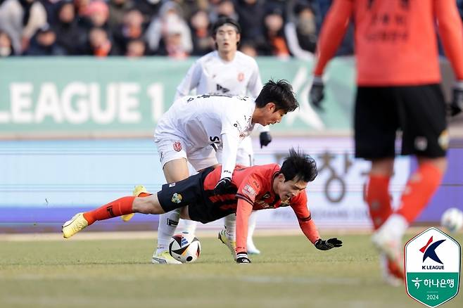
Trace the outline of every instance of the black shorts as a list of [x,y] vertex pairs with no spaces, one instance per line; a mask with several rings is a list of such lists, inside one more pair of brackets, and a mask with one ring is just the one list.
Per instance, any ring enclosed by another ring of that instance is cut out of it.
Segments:
[[439,84],[359,86],[354,122],[355,157],[393,158],[399,129],[402,155],[445,156],[445,103]]
[[212,167],[206,168],[184,180],[163,185],[160,191],[158,192],[158,199],[163,210],[167,212],[188,205],[190,219],[203,224],[234,212],[234,209],[221,209],[221,205],[213,203],[208,198],[213,191],[204,191],[204,179],[213,170]]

WHAT YOU SHOULD DO » Update the items above so that "black shorts" is replaced by "dark shorts", leaving every other word unchanged. Omit the pictures from your answer.

THE ANSWER »
Trace the outline of every instance of the dark shorts as a list of [x,y] vertex pairs with no spaces, one instance per line; a mask with several rings is a list of such lists, inside one more pair of brackets, and a mask with one ring is just the one list.
Per instance, any ring enclosed by another ring of that instance is cut out of it.
Segments:
[[439,84],[359,86],[354,122],[355,157],[393,158],[399,129],[402,155],[445,156],[445,103]]
[[212,167],[206,168],[184,180],[163,185],[160,191],[158,192],[158,199],[163,210],[167,212],[188,205],[190,219],[203,224],[234,212],[234,209],[221,209],[221,205],[213,203],[208,198],[213,191],[204,191],[204,179],[213,170]]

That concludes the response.